Objective -
Reproduce all of the entries below word for word, changing no character.

Data section -
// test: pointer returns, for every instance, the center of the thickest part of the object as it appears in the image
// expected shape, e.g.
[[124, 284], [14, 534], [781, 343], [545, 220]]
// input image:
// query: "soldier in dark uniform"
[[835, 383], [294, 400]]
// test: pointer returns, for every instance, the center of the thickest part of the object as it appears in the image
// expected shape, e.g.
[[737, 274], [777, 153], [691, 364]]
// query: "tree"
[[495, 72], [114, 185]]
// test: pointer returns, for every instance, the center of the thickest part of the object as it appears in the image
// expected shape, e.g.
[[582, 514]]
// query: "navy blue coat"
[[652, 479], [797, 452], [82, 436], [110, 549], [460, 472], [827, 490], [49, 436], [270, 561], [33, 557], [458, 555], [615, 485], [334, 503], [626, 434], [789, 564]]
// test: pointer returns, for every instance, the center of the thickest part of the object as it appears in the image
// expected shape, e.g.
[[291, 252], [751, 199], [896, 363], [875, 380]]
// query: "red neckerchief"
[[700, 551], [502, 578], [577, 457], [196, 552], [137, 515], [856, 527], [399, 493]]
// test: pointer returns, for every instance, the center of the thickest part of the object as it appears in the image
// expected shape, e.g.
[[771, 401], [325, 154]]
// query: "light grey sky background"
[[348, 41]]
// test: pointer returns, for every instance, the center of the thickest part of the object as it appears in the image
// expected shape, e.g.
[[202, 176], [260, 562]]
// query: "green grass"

Solution for this exercise -
// test: pointer returns, for every instance, the center of the thickest part of the object as it appears in the image
// expected shape, e.g.
[[124, 284], [14, 534], [781, 343], [545, 220]]
// input image:
// query: "soldier in dark uniform"
[[835, 383], [294, 400]]
// test: pointer returns, for every instance, the center of the thickest part of the object as it appears in the image
// expected shape, e.g.
[[737, 274], [777, 153], [691, 364]]
// query: "tree"
[[495, 72], [114, 185]]
// test: pointer returns, for every instance, the center of the thickest part of the object as it appears in the image
// expected shape, e.g.
[[582, 514]]
// query: "navy blue coat"
[[652, 479], [797, 452], [82, 436], [110, 549], [460, 472], [827, 490], [49, 436], [270, 561], [33, 557], [458, 555], [615, 485], [334, 503], [626, 434], [789, 564]]
// test: pointer returns, for every instance, the center of the thickest part of the object as it appears in the image
// expected shape, e.g.
[[291, 252], [751, 199], [896, 363], [875, 380]]
// query: "red neckerchief"
[[700, 551], [502, 578], [577, 457], [196, 552], [137, 515], [856, 527], [399, 493]]
// test: pointer returns, for every instance, the center of the thickest part of the object as it appears in the image
// expected shape, e.g.
[[771, 401], [325, 154]]
// query: "light grey sky background"
[[348, 41]]
// test: pointer returns, for every instance, the center of the thickest part of the object as it appears in the image
// expected shape, e.g.
[[202, 176], [260, 562]]
// query: "green grass"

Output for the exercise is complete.